(Supplied passage):
________________________
Stories

Table of Contents

Summary

In agile practice, a user story is the unit of planning: a short statement of one outcome valued by someone, deliberately small enough to finish within an iteration, with acceptance criteria that make "done" checkable. Stories let a team plan in outcomes rather than activities, and grow into epics when several of them arc toward one larger capability.

In ORE Studio, a story is the unit of sprint-level intent: one coherent outcome a sprint commits to, born from a capture promoted out of the product backlog and decomposed into one-PR-sized tasks. Stories are grouped in the sprint backlog by theme, optionally clustered into epics, sized by their task count, and live in exactly one sprint — unfinished work continues through an explicit successor story, never by dragging the story along.

Detail

What a story is

A story captures one outcome, phrased from the point of view of what it delivers, with explicit acceptance criteria. It is the level at which the sprint plans and reports: the sprint page's * Stories tables list stories, the sprint health charts count story transitions, and the retrospective talks in story outcomes.

Stories come from captures: during sprint planning a chosen capture is moved into the sprint and its #+type: flips from capture to story, preserving its :ID:. A story's own content contract — blurb, * Goal, * Status, * Acceptance, * Tasks, * Decisions, * Out of scope — is defined in Document types.

Themes and epics

Every story sits under one of the six sprint themes (Product, Tooling, Agile, LLMs, Documentation, Infrastructure) in the sprint's * Stories section. Within a theme, an epic is an optional sub-grouping for a cluster of two or more stories that form a coherent multi-story arc toward a single named capability; it carries a one-paragraph description of what the arc is working toward. Stories that belong to no epic sit directly in the theme's table.

Sizing

Stories are sized by their tasks: a story with more than ~10 tasks is usually two stories. The converse also applies — a task whose work is genuinely one outcome but too large for one PR should be promoted to a story whose tasks are the natural decomposition.

Ready and done

A story is ready to leave BACKLOG when its Goal, Acceptance, and at least the first few Tasks are filled, and its parent sprint exists.
________________________
(Data extracts):

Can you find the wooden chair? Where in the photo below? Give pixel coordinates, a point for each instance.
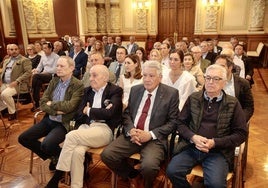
(137, 157)
(234, 179)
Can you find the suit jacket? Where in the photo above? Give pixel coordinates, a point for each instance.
(204, 64)
(134, 48)
(111, 116)
(211, 57)
(80, 62)
(21, 72)
(248, 68)
(111, 53)
(113, 67)
(164, 114)
(244, 95)
(69, 105)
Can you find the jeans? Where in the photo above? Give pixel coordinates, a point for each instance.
(54, 133)
(215, 168)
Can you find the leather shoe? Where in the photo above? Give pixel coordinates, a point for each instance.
(12, 116)
(136, 182)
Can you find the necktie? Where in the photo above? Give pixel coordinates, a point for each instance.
(144, 113)
(118, 70)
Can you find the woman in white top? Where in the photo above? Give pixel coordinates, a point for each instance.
(183, 81)
(131, 77)
(190, 66)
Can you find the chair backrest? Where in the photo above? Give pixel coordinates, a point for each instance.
(259, 48)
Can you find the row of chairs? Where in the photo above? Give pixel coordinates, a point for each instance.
(234, 179)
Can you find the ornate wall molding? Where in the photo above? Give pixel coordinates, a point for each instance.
(211, 21)
(39, 18)
(256, 22)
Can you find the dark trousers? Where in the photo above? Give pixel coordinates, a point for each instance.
(37, 81)
(54, 133)
(152, 154)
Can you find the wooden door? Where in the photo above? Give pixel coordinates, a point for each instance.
(176, 17)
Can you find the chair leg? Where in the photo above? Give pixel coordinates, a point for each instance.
(114, 180)
(31, 163)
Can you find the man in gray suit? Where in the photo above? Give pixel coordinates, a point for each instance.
(145, 135)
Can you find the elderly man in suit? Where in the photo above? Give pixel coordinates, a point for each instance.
(99, 113)
(148, 120)
(132, 46)
(237, 86)
(210, 125)
(202, 63)
(118, 67)
(80, 58)
(60, 102)
(15, 78)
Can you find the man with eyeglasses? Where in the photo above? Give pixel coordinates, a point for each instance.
(210, 125)
(44, 72)
(237, 86)
(15, 78)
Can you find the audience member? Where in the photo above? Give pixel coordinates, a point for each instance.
(32, 55)
(157, 45)
(118, 67)
(80, 58)
(140, 52)
(44, 72)
(60, 102)
(237, 86)
(210, 125)
(240, 54)
(132, 46)
(96, 120)
(190, 66)
(58, 48)
(110, 51)
(15, 78)
(146, 128)
(217, 49)
(200, 62)
(165, 50)
(206, 54)
(96, 58)
(118, 41)
(131, 77)
(181, 80)
(38, 47)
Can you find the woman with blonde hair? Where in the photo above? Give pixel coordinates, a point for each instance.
(189, 65)
(131, 77)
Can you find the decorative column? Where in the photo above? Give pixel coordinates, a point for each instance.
(115, 17)
(91, 12)
(256, 21)
(101, 17)
(211, 21)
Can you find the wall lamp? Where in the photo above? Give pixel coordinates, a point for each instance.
(212, 2)
(141, 4)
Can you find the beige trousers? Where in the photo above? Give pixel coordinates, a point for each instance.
(76, 143)
(6, 98)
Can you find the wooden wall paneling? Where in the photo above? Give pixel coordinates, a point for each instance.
(66, 17)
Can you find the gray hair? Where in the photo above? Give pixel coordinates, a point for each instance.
(153, 64)
(217, 67)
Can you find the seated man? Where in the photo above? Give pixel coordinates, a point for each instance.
(149, 118)
(44, 72)
(211, 124)
(99, 113)
(14, 78)
(60, 102)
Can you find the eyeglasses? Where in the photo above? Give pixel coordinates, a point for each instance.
(214, 79)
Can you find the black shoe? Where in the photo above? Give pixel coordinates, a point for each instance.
(34, 109)
(53, 163)
(54, 181)
(12, 116)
________________________
(Exercise goal):
Copy word for word the part of the stories page starting with "In ORE Studio, a" and going on through "the story along.".

(Your response):
In ORE Studio, a story is the unit of sprint-level intent: one coherent outcome a sprint commits to, born from a capture promoted out of the product backlog and decomposed into one-PR-sized tasks. Stories are grouped in the sprint backlog by theme, optionally clustered into epics, sized by their task count, and live in exactly one sprint — unfinished work continues through an explicit successor story, never by dragging the story along.